■ GIVEN DATA:
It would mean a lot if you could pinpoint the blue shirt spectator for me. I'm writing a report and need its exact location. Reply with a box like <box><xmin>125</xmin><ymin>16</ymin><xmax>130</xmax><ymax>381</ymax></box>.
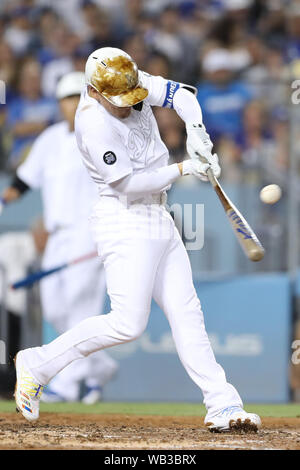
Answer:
<box><xmin>6</xmin><ymin>58</ymin><xmax>58</xmax><ymax>169</ymax></box>
<box><xmin>7</xmin><ymin>97</ymin><xmax>58</xmax><ymax>167</ymax></box>
<box><xmin>197</xmin><ymin>49</ymin><xmax>252</xmax><ymax>140</ymax></box>
<box><xmin>198</xmin><ymin>81</ymin><xmax>252</xmax><ymax>139</ymax></box>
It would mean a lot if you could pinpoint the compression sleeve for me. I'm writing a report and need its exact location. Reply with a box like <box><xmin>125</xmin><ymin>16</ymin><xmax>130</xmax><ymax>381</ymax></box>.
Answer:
<box><xmin>173</xmin><ymin>88</ymin><xmax>202</xmax><ymax>124</ymax></box>
<box><xmin>111</xmin><ymin>163</ymin><xmax>180</xmax><ymax>195</ymax></box>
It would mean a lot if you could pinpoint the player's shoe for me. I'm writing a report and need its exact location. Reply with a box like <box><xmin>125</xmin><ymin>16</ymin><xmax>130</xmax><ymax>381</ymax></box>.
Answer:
<box><xmin>14</xmin><ymin>351</ymin><xmax>44</xmax><ymax>421</ymax></box>
<box><xmin>204</xmin><ymin>406</ymin><xmax>261</xmax><ymax>432</ymax></box>
<box><xmin>81</xmin><ymin>386</ymin><xmax>102</xmax><ymax>405</ymax></box>
<box><xmin>41</xmin><ymin>387</ymin><xmax>67</xmax><ymax>403</ymax></box>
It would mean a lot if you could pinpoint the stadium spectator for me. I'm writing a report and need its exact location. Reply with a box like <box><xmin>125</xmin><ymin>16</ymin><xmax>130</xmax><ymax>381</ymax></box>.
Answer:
<box><xmin>6</xmin><ymin>57</ymin><xmax>57</xmax><ymax>169</ymax></box>
<box><xmin>197</xmin><ymin>49</ymin><xmax>252</xmax><ymax>144</ymax></box>
<box><xmin>4</xmin><ymin>6</ymin><xmax>34</xmax><ymax>56</ymax></box>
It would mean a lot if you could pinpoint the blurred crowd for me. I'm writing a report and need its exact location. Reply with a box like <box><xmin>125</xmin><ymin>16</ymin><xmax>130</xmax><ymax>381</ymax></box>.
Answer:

■ EXERCISE:
Reproduce every record word for word. The copy must contain no pictures.

■ RESPONSE TO THE TASK:
It would mean a lot if you could pinpoint the blue shirt spectator for me. I'm writing a report and need its exact location. Reply with a box like <box><xmin>125</xmin><ymin>16</ymin><xmax>130</xmax><ymax>381</ymax></box>.
Answer:
<box><xmin>6</xmin><ymin>58</ymin><xmax>58</xmax><ymax>169</ymax></box>
<box><xmin>7</xmin><ymin>97</ymin><xmax>58</xmax><ymax>167</ymax></box>
<box><xmin>197</xmin><ymin>49</ymin><xmax>252</xmax><ymax>140</ymax></box>
<box><xmin>198</xmin><ymin>81</ymin><xmax>252</xmax><ymax>139</ymax></box>
It would mean a lot if you could pinpoint the compression sleeve for me. I'm writing a report and need its exact location. Reply with a box like <box><xmin>125</xmin><ymin>16</ymin><xmax>130</xmax><ymax>381</ymax></box>.
Answer:
<box><xmin>173</xmin><ymin>88</ymin><xmax>202</xmax><ymax>124</ymax></box>
<box><xmin>111</xmin><ymin>163</ymin><xmax>180</xmax><ymax>195</ymax></box>
It would mean a lot if you could pinpoint the player's shoe for me. I'm writing a report and need its exact location. Reply with a box like <box><xmin>125</xmin><ymin>16</ymin><xmax>130</xmax><ymax>381</ymax></box>.
Answer:
<box><xmin>14</xmin><ymin>351</ymin><xmax>44</xmax><ymax>421</ymax></box>
<box><xmin>204</xmin><ymin>406</ymin><xmax>261</xmax><ymax>432</ymax></box>
<box><xmin>81</xmin><ymin>386</ymin><xmax>102</xmax><ymax>405</ymax></box>
<box><xmin>41</xmin><ymin>387</ymin><xmax>67</xmax><ymax>403</ymax></box>
It would mean a lot if you could pinpoint the stadium spectator for me. I'm writing a report and need its exact location. Reply with a box like <box><xmin>125</xmin><ymin>16</ymin><xmax>130</xmax><ymax>381</ymax></box>.
Answer:
<box><xmin>6</xmin><ymin>57</ymin><xmax>57</xmax><ymax>169</ymax></box>
<box><xmin>197</xmin><ymin>49</ymin><xmax>252</xmax><ymax>144</ymax></box>
<box><xmin>4</xmin><ymin>6</ymin><xmax>34</xmax><ymax>56</ymax></box>
It would mean a lot if you could pinpoint the blurred crowd for me. I'm writing a report and need its exact location. Reply with a box like <box><xmin>125</xmin><ymin>16</ymin><xmax>130</xmax><ymax>381</ymax></box>.
Answer:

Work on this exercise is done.